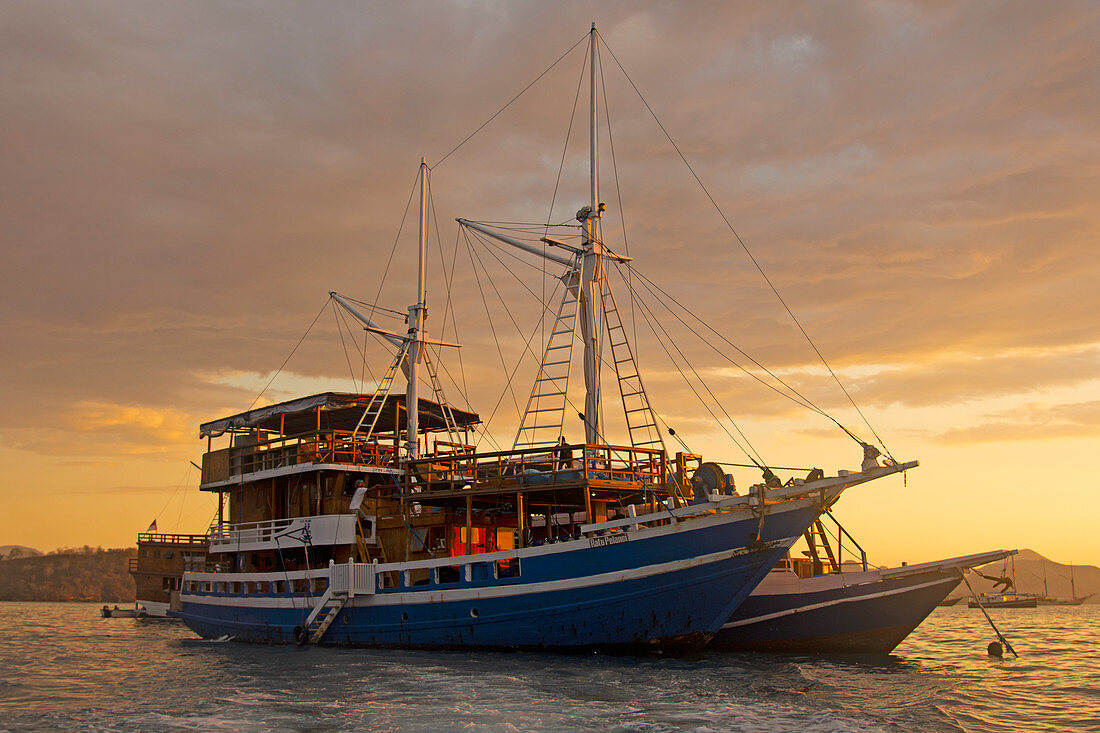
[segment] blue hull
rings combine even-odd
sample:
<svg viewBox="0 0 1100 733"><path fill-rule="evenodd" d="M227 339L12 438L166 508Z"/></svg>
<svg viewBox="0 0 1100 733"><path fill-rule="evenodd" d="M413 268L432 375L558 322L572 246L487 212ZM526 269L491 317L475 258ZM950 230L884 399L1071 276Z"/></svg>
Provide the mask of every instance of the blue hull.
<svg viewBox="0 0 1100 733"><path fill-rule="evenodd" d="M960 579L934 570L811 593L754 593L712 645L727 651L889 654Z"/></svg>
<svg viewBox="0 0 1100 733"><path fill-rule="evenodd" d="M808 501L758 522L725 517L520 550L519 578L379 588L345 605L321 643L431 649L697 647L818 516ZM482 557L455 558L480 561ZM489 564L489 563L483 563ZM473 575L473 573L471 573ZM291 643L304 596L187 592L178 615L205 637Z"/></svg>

==

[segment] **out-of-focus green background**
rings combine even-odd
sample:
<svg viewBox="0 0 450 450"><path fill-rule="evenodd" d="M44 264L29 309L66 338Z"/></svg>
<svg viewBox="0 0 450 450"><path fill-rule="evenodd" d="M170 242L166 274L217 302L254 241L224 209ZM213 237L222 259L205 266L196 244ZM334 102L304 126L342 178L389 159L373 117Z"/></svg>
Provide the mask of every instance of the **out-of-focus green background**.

[WORK TO COMPLETE]
When a line contains the string "segment", count that line; once every line of the records has been checked, state the count alone.

[SOLUTION TO THE PROBLEM]
2